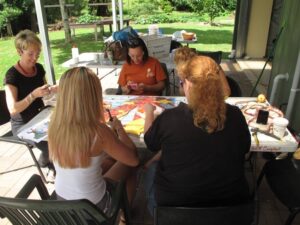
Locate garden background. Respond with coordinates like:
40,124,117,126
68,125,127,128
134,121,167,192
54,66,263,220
0,0,236,89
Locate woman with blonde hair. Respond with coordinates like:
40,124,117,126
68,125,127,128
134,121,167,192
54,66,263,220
48,67,139,214
144,56,251,215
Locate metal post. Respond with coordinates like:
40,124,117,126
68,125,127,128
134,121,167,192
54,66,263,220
285,51,300,120
34,0,56,84
119,0,123,29
111,0,117,32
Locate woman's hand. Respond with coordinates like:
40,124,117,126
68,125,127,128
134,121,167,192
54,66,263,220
109,116,124,134
31,84,50,98
49,84,58,94
144,103,156,114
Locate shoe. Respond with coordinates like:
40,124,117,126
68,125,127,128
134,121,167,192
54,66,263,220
38,153,50,168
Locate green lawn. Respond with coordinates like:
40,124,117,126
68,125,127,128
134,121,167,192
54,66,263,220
0,22,233,89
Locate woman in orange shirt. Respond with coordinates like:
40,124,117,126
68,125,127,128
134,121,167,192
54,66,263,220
118,38,166,95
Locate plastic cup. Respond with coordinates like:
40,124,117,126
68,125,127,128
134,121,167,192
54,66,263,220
273,117,289,138
99,52,104,65
73,57,79,64
93,53,99,63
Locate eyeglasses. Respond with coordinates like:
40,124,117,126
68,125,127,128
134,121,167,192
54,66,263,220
127,38,141,48
128,52,144,59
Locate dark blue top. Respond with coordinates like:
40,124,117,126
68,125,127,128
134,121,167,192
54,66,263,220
4,63,45,125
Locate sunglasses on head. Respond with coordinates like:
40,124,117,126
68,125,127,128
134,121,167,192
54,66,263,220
127,38,140,47
179,80,184,87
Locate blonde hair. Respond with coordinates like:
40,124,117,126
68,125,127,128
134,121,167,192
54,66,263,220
15,30,42,50
174,46,197,66
48,67,104,168
179,56,226,133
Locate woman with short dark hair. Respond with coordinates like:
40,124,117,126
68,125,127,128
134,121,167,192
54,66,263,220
118,38,166,95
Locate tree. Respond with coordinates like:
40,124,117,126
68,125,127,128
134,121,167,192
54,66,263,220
190,0,225,25
0,0,22,36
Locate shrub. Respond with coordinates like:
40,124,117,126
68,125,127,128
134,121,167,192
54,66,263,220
76,14,101,23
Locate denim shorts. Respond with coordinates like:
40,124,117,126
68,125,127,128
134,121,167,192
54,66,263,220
56,178,116,217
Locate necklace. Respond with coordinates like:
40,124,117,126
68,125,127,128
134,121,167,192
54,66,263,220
18,60,36,76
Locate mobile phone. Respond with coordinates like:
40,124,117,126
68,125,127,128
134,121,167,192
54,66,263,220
256,109,269,124
128,83,138,90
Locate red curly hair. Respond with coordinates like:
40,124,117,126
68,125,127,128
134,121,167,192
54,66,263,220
178,56,226,133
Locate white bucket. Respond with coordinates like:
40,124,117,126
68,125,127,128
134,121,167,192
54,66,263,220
148,24,159,35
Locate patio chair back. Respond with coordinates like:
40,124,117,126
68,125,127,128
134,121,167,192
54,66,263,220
197,51,223,65
160,63,171,96
0,175,130,225
0,90,49,183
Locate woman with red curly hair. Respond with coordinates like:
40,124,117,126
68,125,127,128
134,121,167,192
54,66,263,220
144,56,251,213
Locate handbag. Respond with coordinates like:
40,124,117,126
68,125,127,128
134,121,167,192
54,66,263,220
104,40,127,61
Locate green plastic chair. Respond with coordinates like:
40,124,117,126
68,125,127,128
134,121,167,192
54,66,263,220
0,174,130,225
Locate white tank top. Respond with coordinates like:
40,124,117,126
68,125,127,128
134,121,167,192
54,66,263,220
54,153,106,204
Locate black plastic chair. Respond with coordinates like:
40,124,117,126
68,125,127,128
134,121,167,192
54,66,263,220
160,63,171,96
154,201,255,225
0,174,130,225
257,157,300,225
226,76,242,97
197,51,223,65
0,90,49,183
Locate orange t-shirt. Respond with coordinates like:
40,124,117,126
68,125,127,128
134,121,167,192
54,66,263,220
118,56,166,95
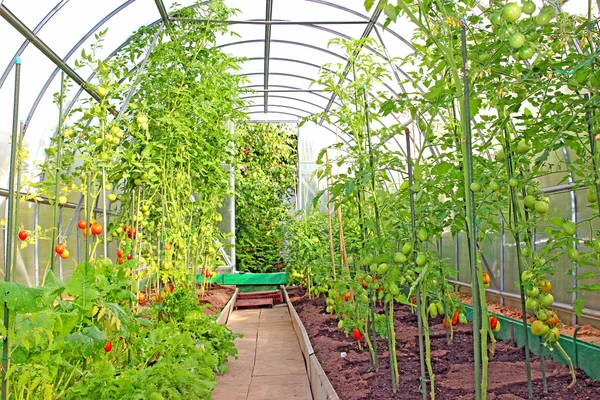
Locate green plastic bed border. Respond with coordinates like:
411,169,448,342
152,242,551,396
465,304,600,381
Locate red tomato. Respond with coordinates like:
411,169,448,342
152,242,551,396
92,224,102,235
54,243,67,255
490,317,498,330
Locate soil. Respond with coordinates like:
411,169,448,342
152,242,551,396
456,293,600,345
138,283,235,315
288,288,600,400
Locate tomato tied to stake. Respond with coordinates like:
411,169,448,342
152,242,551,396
54,243,67,255
19,229,28,241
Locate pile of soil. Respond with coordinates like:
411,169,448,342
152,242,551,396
456,293,600,345
138,283,235,315
289,288,600,400
196,283,235,315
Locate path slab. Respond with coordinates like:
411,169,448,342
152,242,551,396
212,306,312,400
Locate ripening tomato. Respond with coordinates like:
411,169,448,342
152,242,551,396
54,243,67,255
452,311,460,325
92,224,102,235
19,229,27,240
490,317,498,330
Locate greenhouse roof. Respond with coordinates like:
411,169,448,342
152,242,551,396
0,0,587,192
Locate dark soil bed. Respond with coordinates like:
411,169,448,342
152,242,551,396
288,288,600,400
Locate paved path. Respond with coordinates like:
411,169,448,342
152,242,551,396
212,305,312,400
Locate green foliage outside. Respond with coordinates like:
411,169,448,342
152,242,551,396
235,124,297,272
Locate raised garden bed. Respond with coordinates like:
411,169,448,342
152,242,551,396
288,288,600,400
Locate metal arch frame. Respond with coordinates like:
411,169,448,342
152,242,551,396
241,95,323,114
0,0,69,89
263,0,274,114
0,0,102,101
23,0,141,136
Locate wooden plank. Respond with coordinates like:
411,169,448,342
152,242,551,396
235,299,273,310
217,288,240,325
309,354,340,400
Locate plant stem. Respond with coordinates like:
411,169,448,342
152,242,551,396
404,128,427,400
504,128,533,399
554,342,577,389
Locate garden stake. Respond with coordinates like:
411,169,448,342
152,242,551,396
538,338,548,393
325,151,337,281
584,94,600,211
2,57,21,400
504,128,533,399
50,72,65,270
460,20,489,400
404,128,426,400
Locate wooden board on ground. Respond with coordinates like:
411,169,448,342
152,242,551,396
235,297,273,310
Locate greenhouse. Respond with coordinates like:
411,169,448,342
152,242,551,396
0,0,600,400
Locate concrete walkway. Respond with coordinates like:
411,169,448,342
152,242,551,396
212,305,312,400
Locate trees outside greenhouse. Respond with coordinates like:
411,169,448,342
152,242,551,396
0,0,600,400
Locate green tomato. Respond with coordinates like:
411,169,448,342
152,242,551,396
490,179,500,191
435,301,444,315
377,263,390,275
490,11,502,26
527,287,540,297
535,308,550,321
535,12,552,26
508,32,525,49
394,252,408,264
519,46,535,60
535,200,550,214
525,297,540,311
502,1,523,22
539,293,554,308
585,186,598,204
530,320,550,337
496,149,506,161
471,182,481,192
563,221,577,236
567,247,579,262
523,1,536,15
415,254,427,267
523,194,536,209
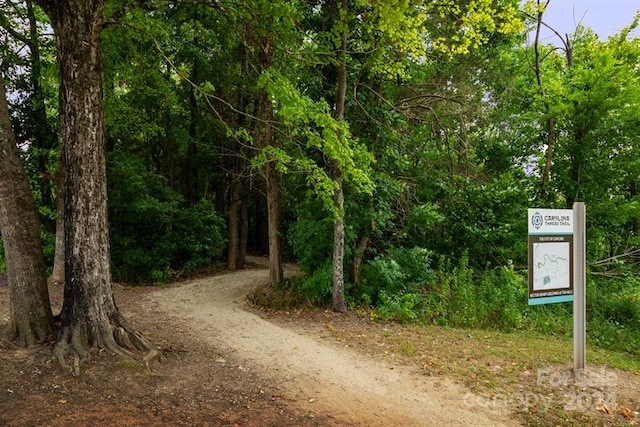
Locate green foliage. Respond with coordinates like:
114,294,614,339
587,272,640,355
108,153,225,282
288,207,333,273
363,254,527,330
378,290,424,323
248,276,309,310
354,247,435,307
299,262,333,306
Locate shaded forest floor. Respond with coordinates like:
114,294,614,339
0,260,640,426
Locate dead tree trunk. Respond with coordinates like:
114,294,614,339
0,70,53,346
38,0,155,363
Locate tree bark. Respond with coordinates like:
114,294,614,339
261,38,284,286
332,0,348,313
38,0,157,366
0,74,53,346
49,168,64,285
227,177,242,271
26,1,57,232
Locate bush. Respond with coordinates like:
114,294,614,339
354,248,435,306
108,153,225,283
300,262,333,306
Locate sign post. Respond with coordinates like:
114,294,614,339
528,209,574,305
528,202,586,374
573,202,587,373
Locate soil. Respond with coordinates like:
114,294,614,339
0,259,636,426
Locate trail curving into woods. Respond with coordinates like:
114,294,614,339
143,260,519,426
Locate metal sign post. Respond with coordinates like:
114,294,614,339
528,208,574,305
528,202,587,374
573,202,587,374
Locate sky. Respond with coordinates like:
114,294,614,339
543,0,640,43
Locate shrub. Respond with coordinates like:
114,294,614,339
354,248,435,306
108,153,225,283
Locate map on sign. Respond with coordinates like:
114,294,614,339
533,242,571,291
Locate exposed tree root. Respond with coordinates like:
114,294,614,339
53,315,160,375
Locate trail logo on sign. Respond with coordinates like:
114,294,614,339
528,209,573,305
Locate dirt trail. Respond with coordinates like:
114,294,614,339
144,262,518,426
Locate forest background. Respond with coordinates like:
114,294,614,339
0,0,640,355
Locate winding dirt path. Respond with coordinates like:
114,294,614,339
143,269,518,426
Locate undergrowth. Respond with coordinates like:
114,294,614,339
251,248,640,356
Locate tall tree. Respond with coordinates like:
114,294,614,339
38,0,153,363
332,0,349,312
0,70,53,346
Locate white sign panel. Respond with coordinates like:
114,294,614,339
528,208,573,235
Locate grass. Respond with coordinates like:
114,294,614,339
292,310,640,426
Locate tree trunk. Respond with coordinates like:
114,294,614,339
26,1,57,232
332,172,347,313
50,169,64,285
227,177,242,271
332,0,348,313
0,74,53,346
261,34,284,286
38,0,156,366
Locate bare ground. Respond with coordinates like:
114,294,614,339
0,260,633,426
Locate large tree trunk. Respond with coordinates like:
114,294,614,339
38,0,155,363
0,74,53,346
227,177,242,271
261,38,284,286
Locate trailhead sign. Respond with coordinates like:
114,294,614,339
528,209,573,305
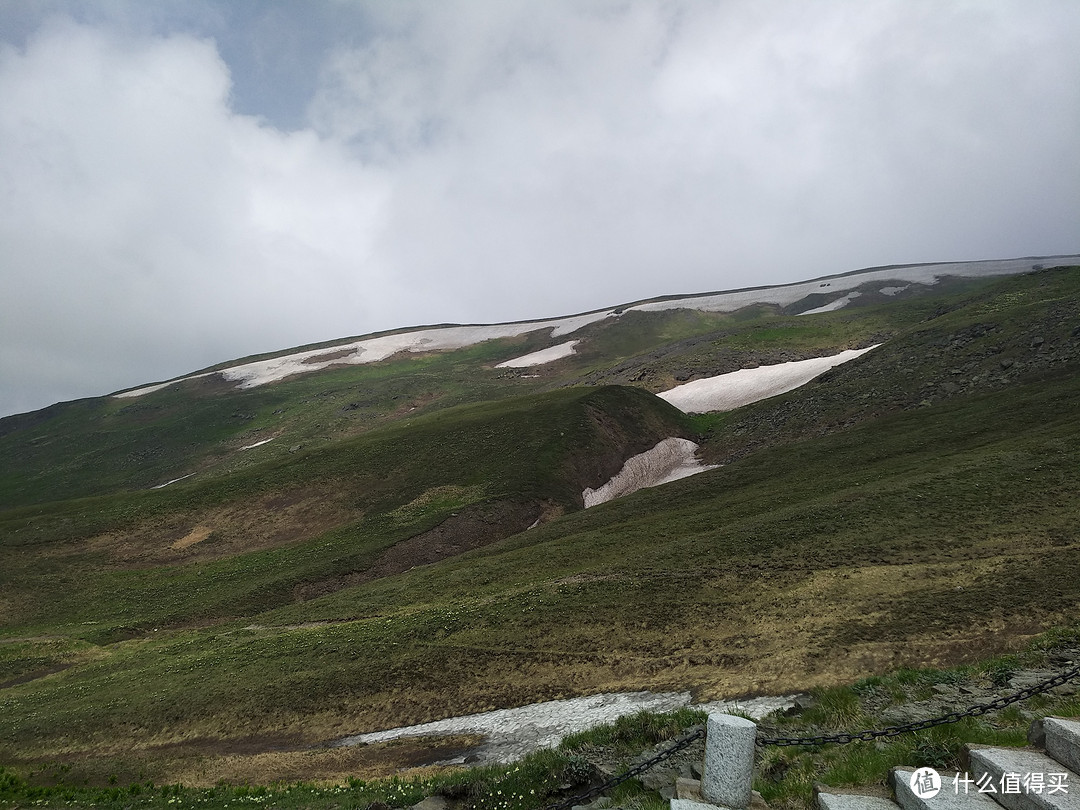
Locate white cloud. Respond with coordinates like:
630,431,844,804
0,0,1080,413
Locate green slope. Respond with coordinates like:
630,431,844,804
0,269,1080,790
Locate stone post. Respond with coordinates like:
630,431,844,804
701,713,757,810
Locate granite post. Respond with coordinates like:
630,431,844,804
701,713,757,810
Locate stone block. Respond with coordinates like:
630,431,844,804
701,713,757,810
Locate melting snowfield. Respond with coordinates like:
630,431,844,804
496,340,581,368
658,343,880,414
581,438,716,509
114,255,1080,397
335,692,794,764
116,310,616,397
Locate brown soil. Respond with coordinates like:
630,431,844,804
87,487,362,568
168,526,214,549
293,501,544,600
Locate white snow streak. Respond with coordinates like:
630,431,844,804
114,256,1078,397
496,340,581,368
799,289,862,315
658,343,880,414
581,438,716,509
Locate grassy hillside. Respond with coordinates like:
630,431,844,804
0,269,1080,799
0,273,1010,509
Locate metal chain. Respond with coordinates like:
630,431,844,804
543,728,705,810
757,666,1080,745
543,666,1080,810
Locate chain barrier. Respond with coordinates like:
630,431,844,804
543,728,705,810
757,666,1080,745
543,666,1080,810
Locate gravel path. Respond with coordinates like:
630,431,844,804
335,692,794,764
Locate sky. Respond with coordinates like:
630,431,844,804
0,0,1080,416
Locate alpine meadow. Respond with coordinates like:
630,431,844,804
0,256,1080,808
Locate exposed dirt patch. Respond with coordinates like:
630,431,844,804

Written task:
Rewrite the lines from the line with "Locate mobile phone." to the line with "148,24,159,35", replacing "Respond" with "Answer" and leaving everything else unchanged.

Exercise solution:
Locate mobile phone. Answer with coordinates like:
40,124,117,126
68,125,127,128
134,121,167,192
54,66,263,220
256,109,269,124
128,83,138,90
Locate red curly hair. Answer with coordinates like:
40,124,117,126
68,125,127,128
134,121,167,192
54,66,263,220
178,56,226,133
Locate white bucket. Answer with coordinates like:
40,124,117,126
68,125,127,128
134,121,167,192
54,66,263,220
148,24,159,35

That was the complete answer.